- _RECORDS_:

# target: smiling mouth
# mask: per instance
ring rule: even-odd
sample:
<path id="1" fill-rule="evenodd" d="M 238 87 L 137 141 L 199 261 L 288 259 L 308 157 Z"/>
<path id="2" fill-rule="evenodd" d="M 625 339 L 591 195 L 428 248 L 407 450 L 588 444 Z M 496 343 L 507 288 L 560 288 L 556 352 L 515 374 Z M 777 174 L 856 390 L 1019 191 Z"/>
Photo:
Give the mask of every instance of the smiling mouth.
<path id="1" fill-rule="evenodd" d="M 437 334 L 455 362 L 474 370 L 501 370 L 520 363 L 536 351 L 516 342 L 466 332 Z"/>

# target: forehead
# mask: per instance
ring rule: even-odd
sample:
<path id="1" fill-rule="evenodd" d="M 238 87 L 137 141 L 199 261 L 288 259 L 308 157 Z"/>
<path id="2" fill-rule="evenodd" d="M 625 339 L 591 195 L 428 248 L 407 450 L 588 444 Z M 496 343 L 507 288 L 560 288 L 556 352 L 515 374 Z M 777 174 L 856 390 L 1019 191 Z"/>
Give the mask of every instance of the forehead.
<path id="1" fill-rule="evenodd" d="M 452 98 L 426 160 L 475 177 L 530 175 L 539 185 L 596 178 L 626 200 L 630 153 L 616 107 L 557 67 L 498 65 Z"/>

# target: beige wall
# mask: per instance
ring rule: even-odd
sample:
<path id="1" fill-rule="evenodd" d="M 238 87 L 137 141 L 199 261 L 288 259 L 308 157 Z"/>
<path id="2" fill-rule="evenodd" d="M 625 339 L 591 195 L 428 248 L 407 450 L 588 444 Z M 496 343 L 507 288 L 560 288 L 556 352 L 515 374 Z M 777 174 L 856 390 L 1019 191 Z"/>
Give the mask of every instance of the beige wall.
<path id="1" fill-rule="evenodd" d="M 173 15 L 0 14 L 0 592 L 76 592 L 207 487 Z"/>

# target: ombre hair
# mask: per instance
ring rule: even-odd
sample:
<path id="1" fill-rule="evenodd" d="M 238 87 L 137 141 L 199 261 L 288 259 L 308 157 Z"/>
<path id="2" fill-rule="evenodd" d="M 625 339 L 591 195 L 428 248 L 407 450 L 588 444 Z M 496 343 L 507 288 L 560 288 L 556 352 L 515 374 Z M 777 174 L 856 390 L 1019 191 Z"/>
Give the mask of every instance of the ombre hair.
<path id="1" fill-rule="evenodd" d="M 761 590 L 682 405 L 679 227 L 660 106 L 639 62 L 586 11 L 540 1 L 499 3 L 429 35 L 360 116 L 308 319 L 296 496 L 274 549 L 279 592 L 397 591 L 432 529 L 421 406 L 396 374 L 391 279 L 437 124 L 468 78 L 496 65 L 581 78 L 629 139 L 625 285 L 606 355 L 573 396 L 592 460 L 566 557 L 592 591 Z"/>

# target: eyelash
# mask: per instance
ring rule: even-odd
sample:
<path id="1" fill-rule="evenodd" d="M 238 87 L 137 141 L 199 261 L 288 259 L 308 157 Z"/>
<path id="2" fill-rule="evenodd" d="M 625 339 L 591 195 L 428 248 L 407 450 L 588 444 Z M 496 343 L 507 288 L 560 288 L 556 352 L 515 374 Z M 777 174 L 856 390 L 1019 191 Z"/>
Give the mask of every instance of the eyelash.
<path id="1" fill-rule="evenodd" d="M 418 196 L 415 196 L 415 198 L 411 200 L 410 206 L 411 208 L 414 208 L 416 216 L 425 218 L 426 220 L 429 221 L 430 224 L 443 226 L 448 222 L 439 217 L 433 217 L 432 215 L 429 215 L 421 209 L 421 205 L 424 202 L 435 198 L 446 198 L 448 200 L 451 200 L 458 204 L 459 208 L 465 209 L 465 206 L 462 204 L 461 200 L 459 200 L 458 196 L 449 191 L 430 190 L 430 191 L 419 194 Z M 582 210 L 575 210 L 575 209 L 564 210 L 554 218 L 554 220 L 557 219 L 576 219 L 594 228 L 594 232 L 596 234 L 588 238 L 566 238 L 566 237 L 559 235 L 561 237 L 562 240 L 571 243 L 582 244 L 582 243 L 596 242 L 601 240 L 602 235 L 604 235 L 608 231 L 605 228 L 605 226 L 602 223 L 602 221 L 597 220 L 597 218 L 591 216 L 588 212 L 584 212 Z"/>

- _PROBLEM REQUIREMENTS_: Could you copy all of the data above word for word, keeping every line unchanged?

- _REPLY TO THE EXERCISE_:
# target: smiling mouth
# mask: per instance
ring rule: even-odd
sample:
<path id="1" fill-rule="evenodd" d="M 238 87 L 137 141 L 199 261 L 288 259 L 308 157 Z"/>
<path id="2" fill-rule="evenodd" d="M 625 339 L 591 195 L 428 248 L 407 450 L 588 444 Z M 496 343 L 507 288 L 560 288 L 556 352 L 515 374 Z M 777 174 L 856 390 L 1019 191 Z"/>
Photo:
Give the mask of every instance of the smiling mouth.
<path id="1" fill-rule="evenodd" d="M 437 334 L 455 362 L 474 370 L 501 370 L 520 363 L 536 351 L 516 342 L 466 332 Z"/>

# target: forehead
# mask: per instance
ring rule: even-odd
sample:
<path id="1" fill-rule="evenodd" d="M 238 87 L 137 141 L 199 261 L 288 259 L 308 157 Z"/>
<path id="2" fill-rule="evenodd" d="M 625 339 L 591 195 L 428 248 L 407 450 L 588 444 Z M 496 343 L 507 288 L 560 288 L 556 352 L 515 374 Z M 777 174 L 856 390 L 1019 191 Z"/>
Give the mask of every instance of the forehead.
<path id="1" fill-rule="evenodd" d="M 452 98 L 426 160 L 475 177 L 530 175 L 539 185 L 596 178 L 626 200 L 630 153 L 616 107 L 557 67 L 498 65 Z"/>

# target: beige wall
# mask: per instance
ring rule: even-odd
sample:
<path id="1" fill-rule="evenodd" d="M 238 87 L 137 141 L 199 261 L 288 259 L 308 157 Z"/>
<path id="2" fill-rule="evenodd" d="M 625 339 L 591 195 L 428 248 L 407 450 L 588 444 Z M 496 343 L 507 288 L 560 288 L 556 352 L 515 374 Z M 777 174 L 856 390 L 1019 191 Z"/>
Give the mask of every instance of the beige wall.
<path id="1" fill-rule="evenodd" d="M 173 15 L 0 14 L 0 592 L 76 592 L 207 487 Z"/>

# target: ombre hair
# mask: per instance
ring rule: even-odd
sample:
<path id="1" fill-rule="evenodd" d="M 238 87 L 137 141 L 199 261 L 288 259 L 308 157 Z"/>
<path id="2" fill-rule="evenodd" d="M 625 339 L 591 195 L 428 248 L 407 450 L 588 444 Z M 496 343 L 507 288 L 560 288 L 556 352 L 515 374 Z M 777 174 L 856 390 L 1019 191 Z"/>
Give the mask of every instance of the ombre hair.
<path id="1" fill-rule="evenodd" d="M 761 590 L 682 405 L 679 227 L 660 106 L 639 62 L 586 11 L 540 1 L 499 3 L 429 35 L 360 116 L 308 319 L 296 496 L 274 549 L 279 592 L 397 591 L 432 529 L 421 406 L 396 374 L 391 279 L 437 124 L 468 78 L 496 65 L 581 78 L 629 139 L 625 285 L 606 355 L 573 396 L 592 460 L 566 557 L 592 591 Z"/>

# target: eyelash
# mask: per instance
ring rule: even-odd
sample:
<path id="1" fill-rule="evenodd" d="M 238 87 L 137 141 L 199 261 L 288 259 L 308 157 Z"/>
<path id="2" fill-rule="evenodd" d="M 625 339 L 591 195 L 428 248 L 407 450 L 588 444 Z M 496 343 L 507 288 L 560 288 L 556 352 L 515 374 Z M 777 174 L 856 390 L 1019 191 Z"/>
Give the mask of every instance of the eyelash.
<path id="1" fill-rule="evenodd" d="M 418 196 L 415 196 L 415 198 L 411 200 L 410 206 L 411 208 L 414 208 L 416 216 L 425 218 L 426 220 L 429 221 L 430 224 L 443 226 L 448 222 L 439 217 L 433 217 L 432 215 L 429 215 L 421 209 L 421 205 L 424 202 L 435 198 L 446 198 L 448 200 L 451 200 L 458 204 L 459 208 L 465 209 L 465 206 L 462 204 L 461 200 L 459 200 L 458 196 L 449 191 L 430 190 L 430 191 L 419 194 Z M 582 210 L 575 210 L 575 209 L 564 210 L 554 218 L 554 220 L 557 219 L 576 219 L 594 228 L 594 232 L 596 234 L 588 238 L 566 238 L 566 237 L 559 235 L 561 237 L 562 240 L 571 243 L 582 244 L 582 243 L 596 242 L 601 240 L 602 235 L 604 235 L 608 231 L 605 228 L 605 226 L 602 223 L 602 221 L 597 220 L 597 218 L 591 216 L 588 212 L 584 212 Z"/>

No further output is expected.